Material for the task
++++++++

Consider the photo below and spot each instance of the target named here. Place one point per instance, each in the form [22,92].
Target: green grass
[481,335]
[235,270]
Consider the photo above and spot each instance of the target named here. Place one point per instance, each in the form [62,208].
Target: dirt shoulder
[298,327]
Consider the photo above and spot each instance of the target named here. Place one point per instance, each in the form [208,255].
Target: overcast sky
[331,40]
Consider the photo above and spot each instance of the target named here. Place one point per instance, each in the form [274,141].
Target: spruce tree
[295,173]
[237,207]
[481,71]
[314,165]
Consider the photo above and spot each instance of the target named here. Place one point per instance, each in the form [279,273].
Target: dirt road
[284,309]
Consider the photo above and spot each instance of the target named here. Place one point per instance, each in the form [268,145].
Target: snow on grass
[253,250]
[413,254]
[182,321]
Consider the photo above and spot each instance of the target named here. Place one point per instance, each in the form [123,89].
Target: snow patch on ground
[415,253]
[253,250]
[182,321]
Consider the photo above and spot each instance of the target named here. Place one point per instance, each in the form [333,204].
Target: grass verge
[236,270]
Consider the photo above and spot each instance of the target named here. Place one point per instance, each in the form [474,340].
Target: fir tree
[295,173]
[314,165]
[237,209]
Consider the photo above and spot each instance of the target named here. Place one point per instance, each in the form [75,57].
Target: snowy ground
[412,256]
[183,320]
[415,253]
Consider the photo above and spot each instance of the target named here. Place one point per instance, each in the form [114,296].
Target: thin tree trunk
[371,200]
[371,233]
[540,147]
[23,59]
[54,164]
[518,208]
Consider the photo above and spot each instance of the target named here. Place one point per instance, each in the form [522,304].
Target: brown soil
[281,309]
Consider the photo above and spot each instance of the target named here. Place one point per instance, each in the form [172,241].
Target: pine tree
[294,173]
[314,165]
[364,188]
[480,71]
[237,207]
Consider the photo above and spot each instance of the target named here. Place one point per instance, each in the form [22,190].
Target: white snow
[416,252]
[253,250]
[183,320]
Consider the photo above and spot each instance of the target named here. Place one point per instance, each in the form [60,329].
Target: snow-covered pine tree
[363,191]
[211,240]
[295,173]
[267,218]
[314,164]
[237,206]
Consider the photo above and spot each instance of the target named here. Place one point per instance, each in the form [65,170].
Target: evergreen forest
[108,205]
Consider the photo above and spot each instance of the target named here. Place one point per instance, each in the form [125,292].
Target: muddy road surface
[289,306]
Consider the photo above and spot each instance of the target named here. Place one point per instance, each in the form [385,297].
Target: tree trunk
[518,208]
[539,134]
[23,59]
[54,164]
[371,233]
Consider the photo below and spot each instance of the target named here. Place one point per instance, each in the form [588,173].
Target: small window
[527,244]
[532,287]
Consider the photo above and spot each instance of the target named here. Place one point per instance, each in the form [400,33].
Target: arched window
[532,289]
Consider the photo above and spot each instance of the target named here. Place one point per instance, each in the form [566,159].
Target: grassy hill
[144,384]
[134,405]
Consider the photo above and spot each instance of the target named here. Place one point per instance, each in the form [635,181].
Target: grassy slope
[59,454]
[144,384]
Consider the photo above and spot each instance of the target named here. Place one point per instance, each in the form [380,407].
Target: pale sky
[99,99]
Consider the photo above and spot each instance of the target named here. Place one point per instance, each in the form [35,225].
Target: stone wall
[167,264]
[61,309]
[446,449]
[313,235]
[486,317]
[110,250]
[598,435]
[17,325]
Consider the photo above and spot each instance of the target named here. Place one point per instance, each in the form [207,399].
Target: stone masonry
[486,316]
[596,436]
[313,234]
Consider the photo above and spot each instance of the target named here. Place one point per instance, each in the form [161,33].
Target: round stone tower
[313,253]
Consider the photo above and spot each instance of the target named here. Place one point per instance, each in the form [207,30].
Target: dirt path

++++++++

Please render every line of the listing above as a JSON list of strings, one string per line, omitting any blank lines.

[
  "Consider the photo below and spot each instance of the target named here. Place one point per instance, each in the form [22,92].",
  "Target: green grass",
  "[481,335]",
  "[235,270]",
  "Consider the photo above and spot each instance of the target named here. Place one point per instance, each in the form [62,208].",
  "Target: dirt shoulder",
  "[298,327]",
  "Consider the photo above and spot each instance of the target named here. Place one point per instance, each in the form [208,255].",
  "Target: overcast sky",
  "[331,40]",
  "Consider the photo above and spot each instance of the target named here. Place one point per instance, each in the form [274,141].",
  "Target: spruce tree",
  "[295,173]",
  "[237,207]",
  "[481,71]",
  "[314,165]",
  "Consider the photo above and spot each instance of the target named here. Place one point per instance, each in the form [279,273].",
  "Target: dirt road",
  "[284,309]",
  "Consider the photo above and spot each instance of the target named here. Place one point per instance, each in the form [268,145].",
  "Target: snow on grass",
  "[253,250]",
  "[413,254]",
  "[182,321]",
  "Consider the photo above and spot each instance of the target named here. Place one point per instance, each in the form [123,89].",
  "Target: snow patch on ground",
  "[415,253]",
  "[253,250]",
  "[182,321]",
  "Consider the photo above and spot each instance of the target named here. Place one point per instance, each in the form [333,204].",
  "Target: grass verge",
  "[236,270]",
  "Consider the photo above and spot each instance of the target named here. Place one point per instance, each in the form [474,340].",
  "Target: fir tree",
  "[295,173]",
  "[314,165]",
  "[237,209]",
  "Consider the photo above and spot each instance of the target named here. Place one point per instance, each in the form [75,57].",
  "Target: snowy ground",
  "[412,256]",
  "[183,320]",
  "[415,253]",
  "Consider the photo above and spot each instance of the target named here. Place one point per instance, each in the form [114,296].",
  "Target: thin tree trunk",
  "[371,200]",
  "[371,233]",
  "[540,147]",
  "[23,59]",
  "[54,164]",
  "[518,208]",
  "Consider the photo above and spot each instance of the target named here. Place one point per instance, each in the form [522,304].",
  "Target: brown soil",
  "[281,309]",
  "Consider the photo above and spot each instance of the target named here. Place one point per instance, each in the form [172,241].",
  "Target: pine tree",
  "[294,173]",
  "[314,165]",
  "[364,188]",
  "[480,71]",
  "[237,207]",
  "Consider the photo above and spot each instance of the target named here. Place one point per instance, each in the form [22,190].",
  "Target: white snow",
  "[416,252]",
  "[253,250]",
  "[183,320]",
  "Consider the photo above and spot each instance of the target named here. Place one point per instance, each in the form [60,329].",
  "Target: snow-covered pine tree",
  "[363,191]",
  "[211,240]",
  "[295,173]",
  "[267,218]",
  "[314,164]",
  "[237,206]",
  "Consider the photo above and spot each instance of the target named here. Place one point per instance, each in the form [65,170].",
  "Target: evergreen forest",
  "[108,205]",
  "Consider the photo above and spot each instance of the target named here. Place one point per instance, each in the form [125,292].",
  "Target: muddy road surface",
  "[289,306]",
  "Consider the photo above and spot each instance of the target named here. Place one point per instance, each in the form [385,297].",
  "Target: tree trunk",
  "[518,208]",
  "[539,134]",
  "[23,59]",
  "[54,164]",
  "[371,233]",
  "Consider the photo below and spot each instance of the target named here. Place one point per instance, each in the form [588,173].",
  "Target: small window",
  "[527,244]",
  "[532,287]",
  "Consider the photo above and spot each instance of the target named here. Place one point per instance, each in the form [400,33].",
  "Target: arched window",
  "[532,289]",
  "Consider the photo above and spot each instance of the target named here. Place one point per instance, each in the form [566,159].",
  "Target: grassy hill",
  "[144,384]",
  "[134,405]",
  "Consider the photo above and spot each instance of the target named here. Place one point per instance, each in the form [635,181].",
  "Target: grassy slope",
  "[59,454]",
  "[144,384]",
  "Consider the photo above and spot each instance of the target named here. Place one point per instance, each in the form [380,407].",
  "Target: pale sky",
  "[99,99]",
  "Consider the photo above and spot each instance of the target named here. Place one point per instance, each in the form [35,225].",
  "Target: stone wall",
  "[167,264]",
  "[61,309]",
  "[446,449]",
  "[313,235]",
  "[486,317]",
  "[110,250]",
  "[598,435]",
  "[17,325]",
  "Consider the photo above and spot each instance of the target named here. Place one point per instance, each in the form [207,399].",
  "Target: stone masonry",
  "[486,316]",
  "[596,436]",
  "[313,234]",
  "Consider the photo above and spot each instance of the target named here. Place one point per instance, each in the form [161,33].",
  "Target: round stone tower",
  "[313,253]",
  "Consider the photo above and spot each instance of the target named here. Place one point per instance, each in the form [207,30].",
  "Target: dirt path"
]